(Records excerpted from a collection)
---------------

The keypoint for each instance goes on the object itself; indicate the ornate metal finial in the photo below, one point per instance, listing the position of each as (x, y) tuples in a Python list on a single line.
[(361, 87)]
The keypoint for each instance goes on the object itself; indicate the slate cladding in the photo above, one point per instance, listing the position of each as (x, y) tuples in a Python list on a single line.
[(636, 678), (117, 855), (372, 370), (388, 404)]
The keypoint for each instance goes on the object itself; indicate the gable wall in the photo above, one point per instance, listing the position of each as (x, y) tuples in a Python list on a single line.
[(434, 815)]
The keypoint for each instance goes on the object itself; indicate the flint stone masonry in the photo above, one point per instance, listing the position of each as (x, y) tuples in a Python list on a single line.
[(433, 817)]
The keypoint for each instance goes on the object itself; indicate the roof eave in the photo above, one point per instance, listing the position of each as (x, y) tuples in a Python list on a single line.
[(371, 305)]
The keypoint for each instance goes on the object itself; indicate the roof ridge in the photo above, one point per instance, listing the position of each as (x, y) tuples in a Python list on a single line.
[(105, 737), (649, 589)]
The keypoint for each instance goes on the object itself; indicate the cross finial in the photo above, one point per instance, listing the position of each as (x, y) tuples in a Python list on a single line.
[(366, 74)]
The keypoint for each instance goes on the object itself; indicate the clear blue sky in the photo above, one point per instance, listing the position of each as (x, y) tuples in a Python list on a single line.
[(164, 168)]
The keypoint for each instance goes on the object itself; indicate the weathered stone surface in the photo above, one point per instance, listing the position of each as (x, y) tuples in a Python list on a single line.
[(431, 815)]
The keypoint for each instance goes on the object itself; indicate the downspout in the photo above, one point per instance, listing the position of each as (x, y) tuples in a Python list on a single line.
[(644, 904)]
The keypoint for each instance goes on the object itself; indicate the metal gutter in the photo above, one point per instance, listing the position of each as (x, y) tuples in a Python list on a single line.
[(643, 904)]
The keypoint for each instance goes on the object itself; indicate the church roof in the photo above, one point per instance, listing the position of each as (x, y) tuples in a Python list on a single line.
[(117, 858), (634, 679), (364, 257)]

---------------

The line containing "indicate the church" marks where to begin; copy it and every later line exactly, through the end of the data.

The keypoint for each instance goes on the object itself; indicate the church roof in the photo above, one point per instance, listing the position of each as (x, y) tuples in a Python list on a single line.
[(117, 858), (634, 679), (364, 257)]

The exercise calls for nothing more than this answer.